Votre objectif: Réécrivez plus brièvement, s'il vous plaît, le paragraphe du texte source ci-dessous qui commence par « Une atteinte au droit à la vie privée », sans en perdre les faits principaux.

Texte source:
────────────────

Le droit à la vie privée, rappelons-le, est prévu par l’article 5 de la Charte québécoise. De plus, les articles 3, 35 et 36 C.c.Q. précisent ce qui suit quant au droit à la vie privée :

3. Toute personne est titulaire de droits de la personnalité, tels le droit à la vie, à l’inviolabilité et à l’intégrité de sa personne, au respect de son nom, de sa réputation et de sa vie privée.

Ces droits sont incessibles.

[…]

35. Toute personne a droit au respect de sa réputation et de sa vie privée.

Nulle atteinte ne peut être portée à la vie privée d’une personne sans que celle-ci y consente ou sans que la loi l’autorise.

36. Peuvent être notamment considérés comme des atteintes à la vie privée d’une personne les actes suivants :

1° Pénétrer chez elle ou y prendre quoi que ce soit ;

2° Intercepter ou utiliser volontairement une communication privée ;

3° Capter ou utiliser son image ou sa voix lorsqu’elle se trouve dans des lieux privés ;

4° Surveiller sa vie privée par quelque moyen que ce soit ;

5° Utiliser son nom, son image, sa ressemblance ou sa voix à toute autre fin que l’information légitime du public ;

6° Utiliser sa correspondance, ses manuscrits ou ses autres documents personnels.

Une atteinte au droit à la vie privée implique nécessairement l’existence préalable d’une expectative raisonnable de vie privée. Dans le contexte d’une relation d’emploi, il est possible de distinguer deux situations, soit la surveillance effectuée sur les lieux du travail et celle qui l’est en dehors desdits lieux. Selon la jurisprudence, bien que le lien de subordination existant entre un employeur et un employé ne permette pas d’inférer un consentement du salarié à toute atteinte à sa vie privée, il serait tout aussi faux d’affirmer qu’un salarié bénéficie d’un droit absolu à la protection de sa vie privée, et ce, même en dehors de ses heures normales de travail. En effet, il ne peut être considéré que le lien de confiance nécessaire entre un salarié et son employeur est tout simplement interrompu au moment où celui-ci franchit les portes de l’entreprise à la fin de sa journée de travail. En d’autres termes, l’obligation de loyauté qui incombe au salarié[8] perdure au-delà des limites physiques de son lieu de travail et il ne peut s’y soustraire à tout coup en invoquant la sphère de sa vie privée.

────────────────

Extrait des données:
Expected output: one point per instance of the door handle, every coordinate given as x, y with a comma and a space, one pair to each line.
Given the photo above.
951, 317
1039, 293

────────────────

Résultat de la tâche: Une atteinte à la vie privée suppose d'abord une expectative raisonnable de vie privée. En emploi, on distingue la surveillance sur les lieux du travail et celle exercée en dehors. Selon la jurisprudence, le lien de subordination ne permet pas de déduire que le salarié consent à toute atteinte à sa vie privée. Toutefois, ce dernier n'a pas non plus un droit absolu à sa protection, même hors de ses heures normales de travail. Le lien de confiance avec l'employeur ne cesse pas quand il quitte l'entreprise. Son obligation de loyauté s'étend au-delà de son lieu de travail, et il ne peut pas toujours s'y soustraire en invoquant sa vie privée.